What is being asked →
Copy the rows below word for word, starting at the line that contains "Return the mask of every instance of the yellow" and ending with the final line of the rows.

Extracted material →
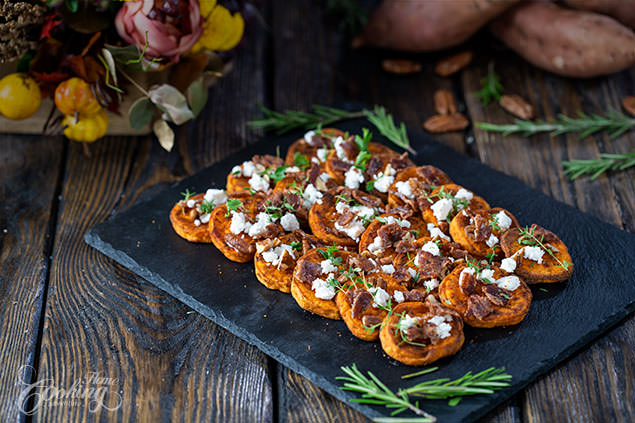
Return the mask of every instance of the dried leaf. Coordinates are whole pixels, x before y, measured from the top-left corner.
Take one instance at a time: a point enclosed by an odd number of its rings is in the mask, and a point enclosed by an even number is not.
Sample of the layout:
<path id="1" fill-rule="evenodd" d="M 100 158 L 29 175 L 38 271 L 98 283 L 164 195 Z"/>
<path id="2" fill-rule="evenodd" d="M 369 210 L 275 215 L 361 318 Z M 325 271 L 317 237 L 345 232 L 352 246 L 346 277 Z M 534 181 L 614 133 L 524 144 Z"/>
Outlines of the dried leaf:
<path id="1" fill-rule="evenodd" d="M 165 151 L 172 151 L 172 147 L 174 147 L 174 131 L 172 131 L 170 125 L 166 121 L 159 119 L 152 124 L 152 131 L 157 136 L 161 147 Z"/>
<path id="2" fill-rule="evenodd" d="M 194 118 L 194 113 L 187 105 L 187 99 L 172 85 L 154 86 L 148 94 L 150 94 L 150 100 L 163 110 L 173 123 L 181 125 Z"/>
<path id="3" fill-rule="evenodd" d="M 154 117 L 154 105 L 147 97 L 141 97 L 130 106 L 128 121 L 132 129 L 141 129 L 150 124 Z"/>

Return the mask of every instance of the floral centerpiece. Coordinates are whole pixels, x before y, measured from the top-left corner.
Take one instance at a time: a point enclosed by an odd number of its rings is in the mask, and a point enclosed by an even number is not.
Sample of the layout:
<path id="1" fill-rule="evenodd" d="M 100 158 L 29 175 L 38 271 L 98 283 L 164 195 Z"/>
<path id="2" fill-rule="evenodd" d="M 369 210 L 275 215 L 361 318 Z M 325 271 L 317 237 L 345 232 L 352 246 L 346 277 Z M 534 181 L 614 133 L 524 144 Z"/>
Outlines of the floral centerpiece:
<path id="1" fill-rule="evenodd" d="M 31 118 L 54 106 L 45 133 L 74 141 L 104 136 L 109 117 L 151 127 L 161 145 L 171 125 L 200 113 L 207 88 L 230 68 L 243 38 L 246 0 L 0 0 L 0 115 Z M 5 66 L 6 68 L 6 66 Z"/>

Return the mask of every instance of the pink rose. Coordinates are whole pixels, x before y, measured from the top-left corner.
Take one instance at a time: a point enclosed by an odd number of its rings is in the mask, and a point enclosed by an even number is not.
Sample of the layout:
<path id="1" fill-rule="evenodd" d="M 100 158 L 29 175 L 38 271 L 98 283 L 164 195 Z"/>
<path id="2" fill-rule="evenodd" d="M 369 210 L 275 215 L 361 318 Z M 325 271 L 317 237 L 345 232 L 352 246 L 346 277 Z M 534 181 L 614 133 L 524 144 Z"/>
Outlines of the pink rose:
<path id="1" fill-rule="evenodd" d="M 177 62 L 198 41 L 203 18 L 198 0 L 127 1 L 115 18 L 117 32 L 130 44 L 143 49 L 146 57 Z"/>

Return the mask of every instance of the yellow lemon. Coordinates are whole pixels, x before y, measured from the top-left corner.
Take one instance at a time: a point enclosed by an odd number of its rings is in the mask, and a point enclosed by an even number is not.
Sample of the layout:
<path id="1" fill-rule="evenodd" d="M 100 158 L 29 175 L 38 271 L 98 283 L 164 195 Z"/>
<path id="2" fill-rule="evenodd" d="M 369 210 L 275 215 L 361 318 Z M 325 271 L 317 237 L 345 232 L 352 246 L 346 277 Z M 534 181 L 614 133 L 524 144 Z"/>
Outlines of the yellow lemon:
<path id="1" fill-rule="evenodd" d="M 22 120 L 37 112 L 42 103 L 40 87 L 24 73 L 11 73 L 0 79 L 0 114 Z"/>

Correct answer →
Return the mask of every instance of the yellow lemon. Coordinates are whole pixels, x before y, measured from the top-left corner.
Take one instance at a time: a point enclosed by an odd number of its rings is in the mask, and a point enclosed by an even number is not.
Sample of the layout:
<path id="1" fill-rule="evenodd" d="M 100 158 L 29 175 L 38 271 L 98 283 L 164 195 Z"/>
<path id="2" fill-rule="evenodd" d="M 369 210 L 275 215 L 361 318 Z M 325 271 L 317 237 L 345 232 L 352 246 L 346 277 Z M 534 181 L 614 133 L 524 144 Z"/>
Outlines of the yellow lemon:
<path id="1" fill-rule="evenodd" d="M 22 120 L 37 112 L 42 103 L 40 87 L 24 73 L 11 73 L 0 79 L 0 114 Z"/>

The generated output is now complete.